● EXERCISE BRIEF
Reproduce every line of the data below verbatim, from the first line to the last.

[Rows from a dataset]
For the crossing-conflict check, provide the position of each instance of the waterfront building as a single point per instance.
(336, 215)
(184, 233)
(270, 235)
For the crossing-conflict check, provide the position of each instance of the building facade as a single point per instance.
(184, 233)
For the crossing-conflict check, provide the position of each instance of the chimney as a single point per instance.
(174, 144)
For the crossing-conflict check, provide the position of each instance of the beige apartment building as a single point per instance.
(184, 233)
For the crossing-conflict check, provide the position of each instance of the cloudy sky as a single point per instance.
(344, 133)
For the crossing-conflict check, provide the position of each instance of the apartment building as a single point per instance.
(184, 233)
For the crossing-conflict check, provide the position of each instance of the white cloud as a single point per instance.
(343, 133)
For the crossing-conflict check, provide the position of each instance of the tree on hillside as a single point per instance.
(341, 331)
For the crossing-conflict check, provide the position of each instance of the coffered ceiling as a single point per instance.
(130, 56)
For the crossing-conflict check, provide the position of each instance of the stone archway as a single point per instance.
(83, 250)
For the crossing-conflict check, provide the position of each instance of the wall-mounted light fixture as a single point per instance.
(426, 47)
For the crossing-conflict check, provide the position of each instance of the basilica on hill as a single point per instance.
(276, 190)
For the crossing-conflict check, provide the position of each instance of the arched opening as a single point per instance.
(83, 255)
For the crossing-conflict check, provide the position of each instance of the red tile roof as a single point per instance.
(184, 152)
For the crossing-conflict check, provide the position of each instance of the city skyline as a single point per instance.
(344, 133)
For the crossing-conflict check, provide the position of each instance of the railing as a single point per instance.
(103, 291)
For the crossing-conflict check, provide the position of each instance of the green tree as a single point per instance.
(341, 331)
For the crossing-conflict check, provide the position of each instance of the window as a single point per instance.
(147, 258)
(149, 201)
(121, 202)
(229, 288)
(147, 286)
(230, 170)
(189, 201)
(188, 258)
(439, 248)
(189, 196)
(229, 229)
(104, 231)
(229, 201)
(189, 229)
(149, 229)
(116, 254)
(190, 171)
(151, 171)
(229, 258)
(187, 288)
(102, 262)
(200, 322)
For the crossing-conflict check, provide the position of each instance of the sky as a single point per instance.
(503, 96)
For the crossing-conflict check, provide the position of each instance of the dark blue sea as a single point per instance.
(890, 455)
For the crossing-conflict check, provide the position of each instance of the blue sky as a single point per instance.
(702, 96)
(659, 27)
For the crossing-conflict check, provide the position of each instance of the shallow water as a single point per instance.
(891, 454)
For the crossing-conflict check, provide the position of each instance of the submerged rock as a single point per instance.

● RIGHT ANSWER
For the crossing-conflict check, provide the position of each instance of the waterfront building as a single point per instance.
(336, 215)
(184, 233)
(270, 235)
For the crossing-conflict check, provide the position of each instance of the building facade as a single point per instance.
(184, 233)
For the crossing-conflict check, provide the position of each instance of the chimney as a single point per instance.
(174, 144)
For the crossing-conflict check, provide the position of each instance of the beige apartment building as a single point per instance.
(184, 233)
For the crossing-conflict check, provide the position of each instance of the cloudy sky as a single point per instance.
(344, 133)
For the crossing-conflict check, provide the position of each instance of the apartment building as a single point per instance.
(184, 233)
For the crossing-conflict check, provide the position of each instance of the white cloud as a single point per instance.
(343, 133)
For the crossing-conflict check, provide the position of each instance of the tree on hillside as a single point per instance.
(341, 331)
For the crossing-conflict check, provide the position of each instance of the coffered ceiling as a single point per instance.
(130, 56)
For the crossing-conflict check, provide the position of each instance of the stone archway as a single point per instance.
(83, 250)
For the crossing-conflict check, provide the position of each instance of the wall-mounted light fixture as a single point per instance.
(426, 47)
For the crossing-conflict check, provide the position of each instance of the basilica on hill as a single point per instance.
(276, 190)
For the crossing-conflict check, provide the position of each instance of the arched opening as a single point per instance.
(83, 255)
For the crossing-conflict check, provide the position of each instance of the red tile roof as a single point per instance.
(184, 152)
For the crossing-conflict check, provide the position of each instance of the city skyline as a single point per instance.
(344, 133)
For the crossing-conflict check, provide the position of each instance of the railing as a single point per instance.
(103, 291)
For the crossing-conflict check, provide the position of each instance of the green tree as a single point per instance.
(341, 331)
For the crossing-conflict check, provide the position of each instance of the window as a single point per instance.
(147, 258)
(149, 201)
(121, 202)
(229, 288)
(147, 286)
(230, 170)
(189, 201)
(188, 258)
(439, 248)
(189, 196)
(229, 229)
(104, 231)
(229, 201)
(189, 229)
(149, 229)
(116, 254)
(190, 171)
(151, 171)
(229, 258)
(187, 288)
(102, 262)
(200, 322)
For the crossing-conflict check, provide the position of each instance of the sky as a single point per instance.
(503, 96)
For the crossing-conflict check, provide the position of each instance of the dark blue sea as a single point per instance.
(890, 455)
For the crossing-conflict check, provide the position of each instance of the blue sky as a single point per instance.
(702, 96)
(659, 27)
For the crossing-conflict check, provide the position of each instance of the shallow water as a single point per instance.
(891, 454)
For the crossing-conflict check, provide the position of each instance of the submerged rock as a single point per instance.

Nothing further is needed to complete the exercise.